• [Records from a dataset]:
— start —
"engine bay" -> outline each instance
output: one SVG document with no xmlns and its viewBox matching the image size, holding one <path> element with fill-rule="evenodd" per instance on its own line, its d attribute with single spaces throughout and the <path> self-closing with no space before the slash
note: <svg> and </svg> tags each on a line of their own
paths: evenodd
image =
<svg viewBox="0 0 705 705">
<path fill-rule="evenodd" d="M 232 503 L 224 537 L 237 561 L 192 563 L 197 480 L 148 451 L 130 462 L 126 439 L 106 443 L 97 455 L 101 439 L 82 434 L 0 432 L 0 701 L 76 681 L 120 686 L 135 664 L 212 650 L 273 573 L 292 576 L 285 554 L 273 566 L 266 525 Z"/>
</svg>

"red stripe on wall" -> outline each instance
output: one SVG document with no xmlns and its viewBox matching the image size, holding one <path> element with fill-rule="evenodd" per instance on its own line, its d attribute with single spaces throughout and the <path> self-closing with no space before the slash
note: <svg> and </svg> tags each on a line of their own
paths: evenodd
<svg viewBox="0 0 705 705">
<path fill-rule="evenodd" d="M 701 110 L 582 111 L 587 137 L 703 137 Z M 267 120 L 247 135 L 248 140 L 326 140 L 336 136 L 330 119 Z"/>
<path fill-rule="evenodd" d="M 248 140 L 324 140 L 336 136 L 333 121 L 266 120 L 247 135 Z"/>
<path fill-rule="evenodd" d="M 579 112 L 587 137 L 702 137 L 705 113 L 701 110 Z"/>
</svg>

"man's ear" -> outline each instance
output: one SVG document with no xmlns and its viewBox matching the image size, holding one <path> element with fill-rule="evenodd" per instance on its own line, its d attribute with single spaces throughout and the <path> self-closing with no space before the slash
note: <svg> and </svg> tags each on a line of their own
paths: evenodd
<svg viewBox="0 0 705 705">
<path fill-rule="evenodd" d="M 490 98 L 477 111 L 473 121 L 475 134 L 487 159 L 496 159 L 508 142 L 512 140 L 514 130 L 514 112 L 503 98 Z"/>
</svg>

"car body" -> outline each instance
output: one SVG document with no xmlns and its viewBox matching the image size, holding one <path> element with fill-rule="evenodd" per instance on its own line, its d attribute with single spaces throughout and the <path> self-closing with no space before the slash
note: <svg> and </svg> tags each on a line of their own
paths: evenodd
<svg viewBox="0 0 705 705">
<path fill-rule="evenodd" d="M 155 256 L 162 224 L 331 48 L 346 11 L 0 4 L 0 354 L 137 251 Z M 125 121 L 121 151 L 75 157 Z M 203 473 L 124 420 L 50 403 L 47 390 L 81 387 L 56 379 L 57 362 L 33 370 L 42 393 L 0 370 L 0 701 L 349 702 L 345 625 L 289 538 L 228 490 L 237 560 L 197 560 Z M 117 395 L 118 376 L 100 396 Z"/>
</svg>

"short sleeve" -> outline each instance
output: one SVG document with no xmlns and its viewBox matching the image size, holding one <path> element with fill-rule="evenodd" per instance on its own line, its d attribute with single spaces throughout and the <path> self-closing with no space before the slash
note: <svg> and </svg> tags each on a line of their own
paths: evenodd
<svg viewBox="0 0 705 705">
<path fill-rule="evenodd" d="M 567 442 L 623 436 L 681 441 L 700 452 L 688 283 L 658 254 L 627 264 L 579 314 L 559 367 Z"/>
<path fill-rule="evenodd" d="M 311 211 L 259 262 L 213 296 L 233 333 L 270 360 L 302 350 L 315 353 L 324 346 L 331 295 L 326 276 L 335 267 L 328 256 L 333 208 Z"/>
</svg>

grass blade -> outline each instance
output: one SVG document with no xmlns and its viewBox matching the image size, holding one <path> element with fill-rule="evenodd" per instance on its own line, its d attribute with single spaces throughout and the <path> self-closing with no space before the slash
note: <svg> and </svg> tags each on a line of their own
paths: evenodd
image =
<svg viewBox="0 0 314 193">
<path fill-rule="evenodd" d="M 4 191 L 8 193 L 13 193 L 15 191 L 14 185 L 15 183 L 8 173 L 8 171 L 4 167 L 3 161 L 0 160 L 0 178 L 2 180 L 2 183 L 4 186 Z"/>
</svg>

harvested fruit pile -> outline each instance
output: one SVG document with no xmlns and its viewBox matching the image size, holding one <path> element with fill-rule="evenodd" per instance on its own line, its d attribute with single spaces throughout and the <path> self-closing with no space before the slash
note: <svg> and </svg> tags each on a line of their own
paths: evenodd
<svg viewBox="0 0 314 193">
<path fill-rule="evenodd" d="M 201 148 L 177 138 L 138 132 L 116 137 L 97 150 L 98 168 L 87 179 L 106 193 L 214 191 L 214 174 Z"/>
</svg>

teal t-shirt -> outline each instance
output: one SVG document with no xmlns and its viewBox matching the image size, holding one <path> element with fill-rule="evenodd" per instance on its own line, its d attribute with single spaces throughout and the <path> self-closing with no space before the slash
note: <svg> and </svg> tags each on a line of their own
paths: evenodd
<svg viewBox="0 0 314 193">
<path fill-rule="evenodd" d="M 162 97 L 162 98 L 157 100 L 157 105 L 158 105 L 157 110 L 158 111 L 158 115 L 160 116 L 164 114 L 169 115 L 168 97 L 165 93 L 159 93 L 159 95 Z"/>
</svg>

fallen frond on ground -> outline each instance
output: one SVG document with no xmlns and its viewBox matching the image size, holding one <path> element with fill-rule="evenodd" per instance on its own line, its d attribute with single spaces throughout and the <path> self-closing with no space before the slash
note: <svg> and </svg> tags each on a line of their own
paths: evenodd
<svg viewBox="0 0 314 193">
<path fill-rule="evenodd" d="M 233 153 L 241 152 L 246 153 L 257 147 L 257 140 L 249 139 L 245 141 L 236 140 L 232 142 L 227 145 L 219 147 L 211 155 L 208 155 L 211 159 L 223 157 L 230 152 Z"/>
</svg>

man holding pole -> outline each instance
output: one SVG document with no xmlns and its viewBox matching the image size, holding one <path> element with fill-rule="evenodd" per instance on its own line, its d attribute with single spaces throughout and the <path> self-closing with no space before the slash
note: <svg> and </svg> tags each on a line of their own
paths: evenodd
— end —
• [Written request]:
Copy the material above verbatim.

• [Output]:
"engine bay" -> outline each instance
output: one SVG document with no xmlns and its viewBox matching the image size, holding one <path> element with fill-rule="evenodd" per instance on its own line, its d attribute with single spaces throughout and the <path> self-closing with no space before the slash
note: <svg> and </svg> tags each on a line of their own
paths: evenodd
image =
<svg viewBox="0 0 705 705">
<path fill-rule="evenodd" d="M 232 503 L 224 537 L 237 561 L 192 563 L 197 480 L 148 451 L 130 462 L 126 439 L 106 443 L 97 455 L 101 439 L 82 434 L 0 432 L 0 701 L 76 681 L 120 686 L 135 664 L 212 650 L 273 573 L 292 576 L 285 554 L 273 566 L 266 525 Z"/>
</svg>

"red stripe on wall" -> outline each instance
output: one SVG document with no xmlns and its viewBox matching the image size, holding one <path> element with fill-rule="evenodd" per instance on its own line, its d attribute with single spaces throughout and the <path> self-closing with no space before the slash
note: <svg> and </svg> tags each on a line of their own
paths: evenodd
<svg viewBox="0 0 705 705">
<path fill-rule="evenodd" d="M 701 110 L 582 111 L 587 137 L 703 137 Z M 267 120 L 247 135 L 248 140 L 326 140 L 336 136 L 330 119 Z"/>
<path fill-rule="evenodd" d="M 248 140 L 324 140 L 336 136 L 333 121 L 266 120 L 247 135 Z"/>
<path fill-rule="evenodd" d="M 579 112 L 587 137 L 702 137 L 705 113 L 701 110 Z"/>
</svg>

"man's ear" -> outline each instance
output: one SVG document with no xmlns and its viewBox matching the image size, holding one <path> element with fill-rule="evenodd" per instance on its own line, its d attribute with single spaces throughout and the <path> self-closing with no space before the slash
note: <svg> and </svg> tags each on a line of their own
paths: evenodd
<svg viewBox="0 0 705 705">
<path fill-rule="evenodd" d="M 490 98 L 477 111 L 473 121 L 475 134 L 487 159 L 496 159 L 508 142 L 512 140 L 514 130 L 514 112 L 503 98 Z"/>
</svg>

"car body" -> outline each instance
output: one SVG document with no xmlns and its viewBox matching the image size, holding one <path> element with fill-rule="evenodd" per instance on its own line, its d attribute with single spaces throughout and the <path> self-closing with no space before the slash
note: <svg> and </svg> tags each on a line of their own
paths: evenodd
<svg viewBox="0 0 705 705">
<path fill-rule="evenodd" d="M 155 256 L 162 224 L 331 48 L 346 11 L 0 4 L 0 354 L 137 251 Z M 125 121 L 121 151 L 75 157 Z M 203 473 L 124 420 L 50 403 L 47 390 L 81 387 L 56 379 L 57 362 L 33 370 L 42 393 L 0 370 L 0 701 L 349 702 L 345 625 L 289 538 L 228 490 L 237 560 L 197 560 Z M 117 395 L 118 376 L 100 396 Z"/>
</svg>

"short sleeve" -> outline each instance
output: one SVG document with no xmlns and its viewBox matching the image size, holding one <path> element with fill-rule="evenodd" per instance on its own line, its d attribute with single spaces throughout and the <path> self-closing with no space before the slash
note: <svg> and </svg> tags each on a line of their own
paths: evenodd
<svg viewBox="0 0 705 705">
<path fill-rule="evenodd" d="M 567 442 L 623 436 L 681 441 L 700 452 L 688 283 L 658 254 L 627 264 L 579 314 L 559 367 Z"/>
<path fill-rule="evenodd" d="M 311 211 L 259 262 L 213 296 L 233 333 L 270 360 L 302 350 L 315 353 L 324 346 L 331 295 L 326 276 L 335 267 L 328 256 L 333 208 Z"/>
</svg>

grass blade -> outline each instance
output: one SVG document with no xmlns and its viewBox matching the image size, holding one <path> element with fill-rule="evenodd" per instance on its own line, its d attribute with single spaces throughout and the <path> self-closing with no space before the slash
note: <svg> and </svg> tags each on a line of their own
paths: evenodd
image =
<svg viewBox="0 0 314 193">
<path fill-rule="evenodd" d="M 4 191 L 8 193 L 13 193 L 15 191 L 14 185 L 15 183 L 8 173 L 8 171 L 4 167 L 3 161 L 0 160 L 0 178 L 2 180 L 2 183 L 4 186 Z"/>
</svg>

harvested fruit pile -> outline each instance
output: one SVG document with no xmlns and its viewBox matching the image size, holding one <path> element with fill-rule="evenodd" per instance on its own line, its d attribute with single spaces throughout and the <path> self-closing with no space before the slash
note: <svg> and </svg> tags each on a line of their own
paths: evenodd
<svg viewBox="0 0 314 193">
<path fill-rule="evenodd" d="M 201 148 L 177 138 L 138 132 L 116 137 L 97 150 L 98 168 L 87 179 L 106 193 L 214 191 L 214 174 Z"/>
</svg>

teal t-shirt -> outline each instance
output: one SVG document with no xmlns and its viewBox matching the image size, holding one <path> element with fill-rule="evenodd" per instance on its own line, its d attribute with single spaces throughout and the <path> self-closing with no space before the slash
note: <svg> and </svg> tags each on a line of their own
paths: evenodd
<svg viewBox="0 0 314 193">
<path fill-rule="evenodd" d="M 162 97 L 162 98 L 157 100 L 157 105 L 158 105 L 157 110 L 158 111 L 158 115 L 160 116 L 164 114 L 169 115 L 168 97 L 165 93 L 159 93 L 159 95 Z"/>
</svg>

fallen frond on ground -> outline each instance
output: one SVG document with no xmlns and its viewBox matching the image size, holding one <path> element with fill-rule="evenodd" per instance on its own line, its d attribute with single spaces throughout and the <path> self-closing with no space before the slash
note: <svg> and </svg> tags each on a line of their own
paths: evenodd
<svg viewBox="0 0 314 193">
<path fill-rule="evenodd" d="M 233 153 L 241 152 L 246 153 L 257 147 L 257 140 L 249 139 L 245 141 L 236 140 L 232 142 L 227 145 L 219 147 L 211 155 L 208 155 L 211 159 L 223 157 L 230 152 Z"/>
</svg>

man holding pole -> outline each instance
output: one SVG document with no xmlns and its viewBox matching the image size, holding one <path> element with fill-rule="evenodd" per instance on its own line, its d attribute with single spaces throughout and the <path> self-closing with no space before the slash
note: <svg> and </svg> tags each on a line of their own
paths: evenodd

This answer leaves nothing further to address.